_What you will do_
(1) Reproduce everything in the Terpsicorps article from "And then the" down to "proved to be.".
(2) Answer these questions from the Terpsicorps article:
(a) In which nightclub did the two dancers perform?
(b) What was put up for sale at the auction?
(c) Which dance company did Heather Maloy formerly dance with?
(3) Decide whether each statement agrees with the Terpsicorps article. Answer yes or no, and quote the words that settle it:
(a) The dancers performed on June 13.
(b) The dancers themselves were auctioned off.
(c) Heather Maloy is a native of North Carolina.

Esprit de Terpsicorps

Wearing only black-spandex shorts, Jon Upleger hoists Jennifer Cavanaugh aloft, where his fellow dancer spends a significant part of their performance.

Cavanaugh, clad in a flesh-colored unitard decorated with leafy-green designs, writhes in a series of acrobatic twists to ambient, leafy-green music. The pas de deux climaxes with her elfin, flab-less body balanced on Upleger’s airborne foot.

Not only do these two Terpsicorps Theatre of Dance members defy the basic laws of physics, but Upleger also manages to avoid smashing his partner into the Grey Eagle’s low ceiling during the pair’s June 13 performance there for the Summer Studio Stroll Art Auction.

That’s right — the Grey Eagle, a nightclub with a particleboard floor far better suited to beer and boots than ballet slippers. It’s not a typical venue in which to view a professional-dance act.

Then again, what Terpsicorps has taken on is not a typical challenge: North Carolina native Heather Maloy, the company’s artistic director, hopes to bring her gifted professional dancers to Asheville on a full-time basis.

“Do not try this at home, folks,” cracks audience member and WLOS-TV personality John Le as the tricky dance ends.

“I never thought I’d see that at the Grey Eagle,” he adds.

And then the auction’s bidding starts.

Trying it at home

It wasn’t the dancers who were for sale, though. Instead, it was the dedication rights to a new dance work (choreographed by Maloy) that were on the block.

Terpsicorps derives its name from “Terpsichore” (the art of dance, or the muse of dancing and choral song from Greek mythology) and “corps” (meaning group). Put those two ideas together and you get what Maloy is hoping will become this city’s first fully professional dance theater — a dream which may, in a relatively small market like this, be harder to sell than that single dance piece proved to be.

Nevertheless, Maloy — a former dancer with the North Carolina Dance Theatre (NCDT) in Charlotte — is determined to bring a professional company to Asheville, an area she believes is ready to raise the bar on dramatic arts.

_Dataset content_
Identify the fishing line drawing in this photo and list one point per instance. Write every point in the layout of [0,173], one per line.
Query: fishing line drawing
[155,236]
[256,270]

_Answers to each task_
(1)
And then the auction’s bidding starts.

Trying it at home

It wasn’t the dancers who were for sale, though. Instead, it was the dedication rights to a new dance work (choreographed by Maloy) that were on the block.

Terpsicorps derives its name from “Terpsichore” (the art of dance, or the muse of dancing and choral song from Greek mythology) and “corps” (meaning group). Put those two ideas together and you get what Maloy is hoping will become this city’s first fully professional dance theater — a dream which may, in a relatively small market like this, be harder to sell than that single dance piece proved to be.

(2)
(a) The Grey Eagle.
(b) The dedication rights to a new dance work choreographed by Maloy.
(c) The North Carolina Dance Theatre (NCDT) in Charlotte.

(3)
(a) Yes: "the pair’s June 13 performance there for the Summer Studio Stroll Art Auction"
(b) No: "It wasn’t the dancers who were for sale, though."
(c) Yes: "North Carolina native Heather Maloy, the company’s artistic director"